### Stated exercise A
Count the lines of the entries below that contain the string "logo", treating case as significant. Give only the number.

### Text extract
Melenchon unites French hard left in presidential campaign

By Hugh Schofield
BBC News, Paris

  • Published
Jean-Luc Melenchon in Toulouse (5 April 2012)
Image caption,
Jean-Luc Melenchon invokes the spirit of the French Revolution to unite the "left of the left"

The word "revolution" comes easy to Jean-Luc Melenchon.

The far-left candidate's campaign speeches are peppered with references to 1789, and calls for France to reconnect with the spirit of the Bastille.

If you believe his rhetoric, the whole of Europe is on the verge of a new popular insurrection, merely waiting for France to point the way.

"We're back - the France of revolution!" he tells a crowd of several thousand in the central French town of Vierzon.

"If Europe is a volcano - then France is the revolutionary crater!"

Melenchon is by turns vulgar, sarcastic and venomous.

He spits out contempt for his enemies (President Sarkozy, business, the far right, journalists), and fawns over the "people", loudly proclaiming France's mission as harbinger of the rights of man.

### Given data
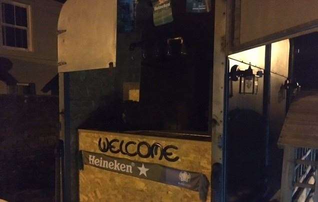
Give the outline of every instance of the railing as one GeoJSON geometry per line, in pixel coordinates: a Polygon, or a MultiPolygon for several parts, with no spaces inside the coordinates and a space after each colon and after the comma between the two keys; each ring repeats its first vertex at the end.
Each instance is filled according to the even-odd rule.
{"type": "Polygon", "coordinates": [[[300,188],[307,189],[307,192],[314,189],[314,185],[306,181],[308,181],[308,178],[312,176],[316,171],[316,150],[298,148],[294,150],[296,161],[294,175],[294,189],[292,196],[298,198],[295,194],[300,188]]]}
{"type": "MultiPolygon", "coordinates": [[[[317,150],[285,146],[280,189],[281,202],[318,199],[316,183],[317,150]]],[[[312,201],[316,202],[316,201],[312,201]]]]}

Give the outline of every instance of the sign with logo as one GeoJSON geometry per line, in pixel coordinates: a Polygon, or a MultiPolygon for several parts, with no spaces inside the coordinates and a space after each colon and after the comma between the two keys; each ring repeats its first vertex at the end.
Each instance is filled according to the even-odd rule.
{"type": "Polygon", "coordinates": [[[152,0],[154,23],[160,26],[174,21],[170,0],[152,0]]]}
{"type": "Polygon", "coordinates": [[[120,152],[124,155],[130,157],[134,157],[138,155],[140,157],[146,159],[151,156],[152,158],[154,158],[155,155],[159,155],[159,160],[161,160],[164,157],[170,162],[174,162],[179,159],[178,157],[170,157],[173,155],[172,152],[173,150],[178,150],[178,148],[174,145],[168,145],[163,147],[160,144],[156,143],[152,145],[146,142],[140,142],[137,145],[136,142],[125,142],[124,140],[120,141],[116,139],[109,141],[108,138],[105,138],[104,141],[100,138],[98,140],[98,148],[100,151],[103,153],[110,151],[113,154],[118,154],[120,152]],[[146,149],[146,152],[142,153],[141,152],[142,148],[146,149]],[[158,152],[159,150],[160,154],[158,152]]]}
{"type": "Polygon", "coordinates": [[[211,0],[186,0],[186,11],[208,12],[211,10],[211,0]]]}
{"type": "Polygon", "coordinates": [[[210,183],[203,174],[182,171],[156,164],[142,163],[113,157],[102,154],[82,151],[84,165],[187,189],[200,193],[200,199],[206,200],[210,183]]]}

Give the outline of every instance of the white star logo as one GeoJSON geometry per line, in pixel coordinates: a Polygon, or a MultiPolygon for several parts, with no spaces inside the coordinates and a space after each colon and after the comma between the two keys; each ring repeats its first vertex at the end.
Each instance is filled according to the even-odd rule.
{"type": "Polygon", "coordinates": [[[147,177],[147,174],[146,173],[146,172],[148,171],[149,169],[144,168],[144,164],[142,164],[142,166],[141,167],[137,168],[138,168],[138,169],[139,169],[139,170],[140,171],[140,173],[139,174],[140,176],[141,176],[142,175],[144,175],[146,177],[147,177]]]}

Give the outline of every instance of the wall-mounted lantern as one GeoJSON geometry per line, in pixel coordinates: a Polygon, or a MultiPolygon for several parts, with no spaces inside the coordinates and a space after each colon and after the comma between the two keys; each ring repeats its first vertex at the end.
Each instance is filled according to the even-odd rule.
{"type": "MultiPolygon", "coordinates": [[[[238,65],[235,65],[231,67],[230,73],[231,82],[240,80],[240,94],[257,94],[258,78],[262,77],[263,72],[262,71],[258,71],[256,75],[254,74],[250,63],[248,68],[245,70],[238,69],[238,65]]],[[[230,86],[232,86],[232,85],[230,86]]],[[[232,90],[230,89],[230,90],[232,90]]],[[[230,94],[232,94],[232,93],[230,94]]]]}

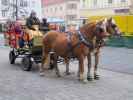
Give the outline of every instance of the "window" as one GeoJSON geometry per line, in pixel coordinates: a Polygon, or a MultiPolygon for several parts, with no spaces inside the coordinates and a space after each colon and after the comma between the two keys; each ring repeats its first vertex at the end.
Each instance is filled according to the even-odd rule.
{"type": "Polygon", "coordinates": [[[55,12],[57,11],[57,7],[55,7],[55,12]]]}
{"type": "Polygon", "coordinates": [[[83,5],[82,5],[82,7],[85,7],[85,0],[83,0],[83,5]]]}
{"type": "Polygon", "coordinates": [[[60,10],[61,10],[61,11],[63,10],[63,7],[62,7],[62,6],[60,6],[60,10]]]}
{"type": "Polygon", "coordinates": [[[94,4],[94,5],[97,5],[97,0],[94,0],[93,4],[94,4]]]}
{"type": "Polygon", "coordinates": [[[68,20],[74,20],[77,18],[77,15],[67,15],[68,20]]]}
{"type": "Polygon", "coordinates": [[[6,10],[2,10],[2,17],[5,17],[7,15],[7,11],[6,10]]]}
{"type": "Polygon", "coordinates": [[[108,0],[108,3],[109,3],[109,4],[112,4],[112,3],[113,3],[113,0],[108,0]]]}
{"type": "Polygon", "coordinates": [[[8,5],[8,0],[1,0],[2,5],[8,5]]]}
{"type": "Polygon", "coordinates": [[[75,4],[75,3],[68,4],[67,8],[68,9],[77,9],[77,4],[75,4]]]}
{"type": "Polygon", "coordinates": [[[27,1],[21,0],[20,6],[21,6],[21,7],[27,7],[27,6],[28,6],[27,1]]]}
{"type": "Polygon", "coordinates": [[[121,0],[121,2],[126,2],[126,0],[121,0]]]}

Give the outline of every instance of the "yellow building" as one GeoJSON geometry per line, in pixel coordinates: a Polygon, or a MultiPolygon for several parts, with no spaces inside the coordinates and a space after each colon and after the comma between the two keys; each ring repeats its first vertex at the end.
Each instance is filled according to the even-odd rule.
{"type": "Polygon", "coordinates": [[[80,0],[80,17],[97,20],[113,17],[124,35],[133,33],[132,0],[80,0]]]}

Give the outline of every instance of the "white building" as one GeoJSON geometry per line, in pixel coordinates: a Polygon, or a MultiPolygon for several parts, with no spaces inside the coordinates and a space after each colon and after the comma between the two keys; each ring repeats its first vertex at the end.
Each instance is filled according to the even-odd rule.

### Stated exercise B
According to the article on Melenchon's campaign, in which town does he tell a crowd of several thousand, "We're back - the France of revolution!"?

### Solution A
2

### Solution B
Vierzon, in central France.